## Set task
Resume the blog post below about seeing President Obama speak in Lima, picking up right after its final sentence.

## Article
:::::

J. Crew, The President and Rural King
by An Occupied Mind
Let me back up. I found out I was able to see Barack Obama when he came to Lima last week. I was ecstatic - it’s not every day you get this chance. I knew this would be something I’d never forget. I found out all the information, where to go and when, and made sure it was okay with Andy, because it was his birthday. Andy was cool with it.
I decided to wear J. Crew as a shout-out to Mrs. Obama. I arrived at the school and excitedly/nervously went through all the check points. Once I got into the gymnasium, my excitement skyrocketed. The energy in the room was on full blast. You could just feel it in the air. Something magical was about to happen.
As soon as the podium was being prepared, indicating Obama’s imminent arrival, the energy level went up even a few more notches. Several people spoke first before the president came out. The woman who sang The National Anthem gave me chills that started in my toes and crept up my legs to the tips of my hair. It was so clear, so full of feeling, and so beautiful.
Then it was showtime.
As soon as Obama started making his way to the stage, the electricity in the room soared. I felt like a giddy school girl. The feeling in that room is really indescribable. Everything Obama said was met with fervent, thunderous applause. There was such a sense of unity, of heartfelt expression from him, and of approval from everyone else. I haven’t experienced that since I went to Gay Pride in Columbus a few years ago. It’s hard to explain.
Obviously there are tons of issues that we’ll debate until we’re blue in the face. And we’re passionate about those issues – rightly so. But when President Obama said things like, “We’re in this together,” and “Everybody has a voice,” it made me feel differently than those political attack ads make me feel – which is annoyed, disgusted, and annoyed some more. His speech made me think more about all of us – every American – not just every liberal.
Yes, we’ll definitely have disagreements on various issues until the end of time. I just wish we could all experience, and hold onto, the strong sense of unity, pride, and hope that I got to experience on Friday.

:::::

[Region outline entries]
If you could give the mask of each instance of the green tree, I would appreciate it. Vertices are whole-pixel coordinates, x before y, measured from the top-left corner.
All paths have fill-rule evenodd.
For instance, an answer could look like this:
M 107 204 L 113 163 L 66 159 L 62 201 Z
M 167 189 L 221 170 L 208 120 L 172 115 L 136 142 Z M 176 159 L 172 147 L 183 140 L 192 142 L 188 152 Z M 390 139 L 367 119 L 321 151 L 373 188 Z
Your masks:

:::::

## Task response
As soon as the event was over, I was on a high. I felt great; I wanted to see someone, anyone, and tell them how amazing it was to see and hear the president. Between a family gathering for Andy’s birthday immediately following, and Andy wanting to spend some of his birthday money right after that, I didn’t get a chance to talk about it.
Our family recently moved – like last week – and even though that’s a good thing, I think I’ve had a ball of stress imbedded inside me from that, from trying to meet all kinds of writing deadlines (and worrying, as usual, that anything I write is good) and I think the magnitude of getting to see the president live turned into this catalyst. So I was at Rural King watching Andy try on various flannel shirts, and I just started crying. I sort of have a flair for having emotional breakdowns at the most inopportune moments anyway…when emotions hit me, they just hit me, and hard…and I can’t help where I am or what I’m doing. I think all the emotion that I felt at the event was inside me, waiting to spill over. What had just actually happened hadn’t hit me yet.
So maybe it just sounds stupid. And I didn’t start full-blown bawling right away…I really saved that for the ride home. But there I was, in the middle of Rural King, fully grasping just how important and real this election is. We hear it all the time, how important voting is…but seeing the president live, in person…I get it. I really get it. We are what make up this country…we are all powerful. I’m not saying everyone should have a cathartic moment in a farming supply store.
But please vote tomorrow.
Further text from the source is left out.